«Билль наделяет небольшую группу людей, абсолютно контролирующую доход в сто миллионов долларов или более на общие неопределенные цели, властью, которая может оказаться в высшей степени коррумпирована… Следовательно, приемлемо ли, что теперь, когда Соединенные Штаты ищут способ через суд уничтожить огромное скопление богатства, созданное господином Рокфеллером… Конгресс Соединенных Штатов помог в принятии закона, создающего и увековечивающего его имя в организации, которая будет держать значительную долю этого огромного богатства и распоряжаться ей?»13
Тафт принял во внимание его точку зрения. «Я согласен с вашей… характеристикой предложенного акта о создании организации Джона Д. Рокфеллера»14.

===

▶ [Задание]:
Укажите, кто в тексте выразил согласие с характеристикой предложенного акта о создании организации Джона Д. Рокфеллера.

===

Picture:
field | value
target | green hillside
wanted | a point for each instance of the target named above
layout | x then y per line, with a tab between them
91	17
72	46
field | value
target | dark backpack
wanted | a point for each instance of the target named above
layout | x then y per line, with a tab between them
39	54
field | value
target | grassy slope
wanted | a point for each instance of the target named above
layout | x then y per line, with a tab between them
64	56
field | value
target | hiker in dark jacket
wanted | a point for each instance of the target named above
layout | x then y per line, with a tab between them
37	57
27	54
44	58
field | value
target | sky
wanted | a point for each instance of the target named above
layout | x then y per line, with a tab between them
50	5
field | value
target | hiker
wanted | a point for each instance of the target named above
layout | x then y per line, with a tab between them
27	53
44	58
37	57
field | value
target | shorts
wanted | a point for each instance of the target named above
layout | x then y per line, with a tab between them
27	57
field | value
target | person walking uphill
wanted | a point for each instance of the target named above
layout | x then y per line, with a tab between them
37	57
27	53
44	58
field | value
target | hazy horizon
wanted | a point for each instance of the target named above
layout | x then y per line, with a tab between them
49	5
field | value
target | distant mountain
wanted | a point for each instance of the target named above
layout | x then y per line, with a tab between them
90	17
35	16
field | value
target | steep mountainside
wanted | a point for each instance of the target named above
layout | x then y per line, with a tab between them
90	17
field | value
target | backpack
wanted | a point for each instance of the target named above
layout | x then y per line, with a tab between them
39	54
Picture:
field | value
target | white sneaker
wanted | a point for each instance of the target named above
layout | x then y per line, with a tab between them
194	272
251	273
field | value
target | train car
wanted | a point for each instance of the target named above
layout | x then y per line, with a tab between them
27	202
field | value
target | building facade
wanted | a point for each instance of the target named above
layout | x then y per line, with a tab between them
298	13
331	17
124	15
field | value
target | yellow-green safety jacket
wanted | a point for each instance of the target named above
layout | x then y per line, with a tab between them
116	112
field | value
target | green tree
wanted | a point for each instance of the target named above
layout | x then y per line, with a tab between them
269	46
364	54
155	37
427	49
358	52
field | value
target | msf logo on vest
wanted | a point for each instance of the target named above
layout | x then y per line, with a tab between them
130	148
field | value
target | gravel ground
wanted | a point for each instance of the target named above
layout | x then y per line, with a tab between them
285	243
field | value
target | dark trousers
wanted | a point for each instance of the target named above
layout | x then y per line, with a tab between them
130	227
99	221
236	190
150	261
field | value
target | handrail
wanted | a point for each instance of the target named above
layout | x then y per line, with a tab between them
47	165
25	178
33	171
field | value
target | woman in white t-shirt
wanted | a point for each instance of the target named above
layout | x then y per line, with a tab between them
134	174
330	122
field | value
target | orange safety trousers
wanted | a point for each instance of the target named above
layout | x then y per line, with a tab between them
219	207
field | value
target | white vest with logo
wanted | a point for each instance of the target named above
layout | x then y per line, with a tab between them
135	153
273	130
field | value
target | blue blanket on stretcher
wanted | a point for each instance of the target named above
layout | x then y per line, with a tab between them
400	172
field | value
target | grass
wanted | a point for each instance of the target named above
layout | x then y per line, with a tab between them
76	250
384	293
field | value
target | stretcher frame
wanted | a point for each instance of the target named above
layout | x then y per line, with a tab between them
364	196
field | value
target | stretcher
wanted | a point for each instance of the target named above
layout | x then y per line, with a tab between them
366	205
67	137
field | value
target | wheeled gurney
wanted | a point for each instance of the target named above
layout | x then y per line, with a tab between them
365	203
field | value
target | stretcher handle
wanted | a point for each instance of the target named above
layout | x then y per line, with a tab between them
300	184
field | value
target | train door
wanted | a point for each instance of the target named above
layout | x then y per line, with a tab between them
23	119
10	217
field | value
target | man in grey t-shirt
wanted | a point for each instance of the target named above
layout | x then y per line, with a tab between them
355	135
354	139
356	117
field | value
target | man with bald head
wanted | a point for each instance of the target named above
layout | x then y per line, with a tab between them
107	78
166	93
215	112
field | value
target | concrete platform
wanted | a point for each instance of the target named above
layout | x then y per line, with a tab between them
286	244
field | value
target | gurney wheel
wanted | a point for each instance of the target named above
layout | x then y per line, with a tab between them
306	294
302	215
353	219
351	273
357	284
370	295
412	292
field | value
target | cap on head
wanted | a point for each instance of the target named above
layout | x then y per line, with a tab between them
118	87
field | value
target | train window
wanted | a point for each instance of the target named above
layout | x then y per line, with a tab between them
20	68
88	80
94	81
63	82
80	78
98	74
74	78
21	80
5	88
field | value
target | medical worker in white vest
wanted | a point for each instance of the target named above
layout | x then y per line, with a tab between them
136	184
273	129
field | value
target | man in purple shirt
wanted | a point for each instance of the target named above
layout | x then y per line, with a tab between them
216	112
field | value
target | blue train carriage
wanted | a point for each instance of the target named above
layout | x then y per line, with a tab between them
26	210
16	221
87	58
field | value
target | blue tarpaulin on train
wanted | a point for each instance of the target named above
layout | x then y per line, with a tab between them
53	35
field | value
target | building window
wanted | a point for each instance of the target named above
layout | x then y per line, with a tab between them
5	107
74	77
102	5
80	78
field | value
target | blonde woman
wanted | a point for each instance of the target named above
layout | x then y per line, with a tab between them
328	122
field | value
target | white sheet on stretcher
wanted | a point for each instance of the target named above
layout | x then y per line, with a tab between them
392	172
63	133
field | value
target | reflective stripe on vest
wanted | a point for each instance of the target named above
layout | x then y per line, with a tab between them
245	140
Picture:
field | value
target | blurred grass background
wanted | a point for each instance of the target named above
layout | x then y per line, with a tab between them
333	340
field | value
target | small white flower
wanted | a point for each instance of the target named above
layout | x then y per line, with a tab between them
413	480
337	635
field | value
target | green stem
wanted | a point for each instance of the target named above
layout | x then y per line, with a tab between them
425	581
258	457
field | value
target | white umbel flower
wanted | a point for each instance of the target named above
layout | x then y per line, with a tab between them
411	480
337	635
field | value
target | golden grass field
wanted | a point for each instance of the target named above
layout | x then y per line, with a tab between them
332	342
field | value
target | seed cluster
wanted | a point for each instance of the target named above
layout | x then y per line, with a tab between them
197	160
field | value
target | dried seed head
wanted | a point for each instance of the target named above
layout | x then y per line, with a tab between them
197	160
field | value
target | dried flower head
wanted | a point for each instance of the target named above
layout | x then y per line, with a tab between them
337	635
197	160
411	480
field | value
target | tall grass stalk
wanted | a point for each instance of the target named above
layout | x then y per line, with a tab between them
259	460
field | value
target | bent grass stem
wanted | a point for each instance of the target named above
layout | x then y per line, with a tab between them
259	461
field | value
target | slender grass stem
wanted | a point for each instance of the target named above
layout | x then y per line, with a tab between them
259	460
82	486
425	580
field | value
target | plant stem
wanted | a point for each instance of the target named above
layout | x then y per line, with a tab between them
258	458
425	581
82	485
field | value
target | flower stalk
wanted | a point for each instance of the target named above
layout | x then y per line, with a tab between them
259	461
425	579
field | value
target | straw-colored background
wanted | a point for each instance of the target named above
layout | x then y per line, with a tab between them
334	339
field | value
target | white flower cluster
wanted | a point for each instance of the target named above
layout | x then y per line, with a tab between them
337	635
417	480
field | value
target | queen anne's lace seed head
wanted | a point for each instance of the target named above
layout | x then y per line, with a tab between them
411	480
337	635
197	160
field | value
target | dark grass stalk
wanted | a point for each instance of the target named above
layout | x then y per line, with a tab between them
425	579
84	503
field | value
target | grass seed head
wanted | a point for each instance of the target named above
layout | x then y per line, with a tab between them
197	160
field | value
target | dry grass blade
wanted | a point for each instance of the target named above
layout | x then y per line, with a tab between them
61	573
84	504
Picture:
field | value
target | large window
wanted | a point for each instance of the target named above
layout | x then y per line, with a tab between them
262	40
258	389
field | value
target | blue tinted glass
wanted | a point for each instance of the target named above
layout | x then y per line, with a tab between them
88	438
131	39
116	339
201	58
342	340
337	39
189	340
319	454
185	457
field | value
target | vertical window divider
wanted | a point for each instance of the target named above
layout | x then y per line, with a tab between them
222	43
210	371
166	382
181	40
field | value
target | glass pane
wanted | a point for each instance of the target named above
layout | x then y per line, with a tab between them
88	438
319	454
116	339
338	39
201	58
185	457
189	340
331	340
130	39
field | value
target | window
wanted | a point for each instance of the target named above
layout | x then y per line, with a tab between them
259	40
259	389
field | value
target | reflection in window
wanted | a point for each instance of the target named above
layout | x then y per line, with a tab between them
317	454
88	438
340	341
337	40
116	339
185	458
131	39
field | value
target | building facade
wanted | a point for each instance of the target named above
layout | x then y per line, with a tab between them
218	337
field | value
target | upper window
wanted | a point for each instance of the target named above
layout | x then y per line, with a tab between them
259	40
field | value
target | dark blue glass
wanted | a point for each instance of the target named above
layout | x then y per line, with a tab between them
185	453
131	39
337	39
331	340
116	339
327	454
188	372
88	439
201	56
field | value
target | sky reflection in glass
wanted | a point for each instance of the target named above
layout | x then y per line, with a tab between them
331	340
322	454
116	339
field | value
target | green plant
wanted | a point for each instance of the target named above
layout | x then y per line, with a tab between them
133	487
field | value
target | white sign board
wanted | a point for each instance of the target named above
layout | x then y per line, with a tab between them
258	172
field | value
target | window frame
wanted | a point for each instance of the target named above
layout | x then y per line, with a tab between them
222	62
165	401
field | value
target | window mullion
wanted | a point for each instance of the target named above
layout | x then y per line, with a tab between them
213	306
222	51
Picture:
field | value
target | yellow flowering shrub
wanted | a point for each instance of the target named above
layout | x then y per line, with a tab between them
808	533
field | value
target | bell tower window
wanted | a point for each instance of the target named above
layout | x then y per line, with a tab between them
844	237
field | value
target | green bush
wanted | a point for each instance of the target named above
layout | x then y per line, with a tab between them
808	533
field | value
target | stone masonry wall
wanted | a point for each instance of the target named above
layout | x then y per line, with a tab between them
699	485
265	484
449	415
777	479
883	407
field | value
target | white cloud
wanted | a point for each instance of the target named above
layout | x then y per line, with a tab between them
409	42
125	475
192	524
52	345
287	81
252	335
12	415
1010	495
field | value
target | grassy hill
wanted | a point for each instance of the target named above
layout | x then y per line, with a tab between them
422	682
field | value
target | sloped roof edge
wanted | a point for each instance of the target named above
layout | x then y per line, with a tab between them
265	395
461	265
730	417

===

▶ [Решение задания]:
Тафт.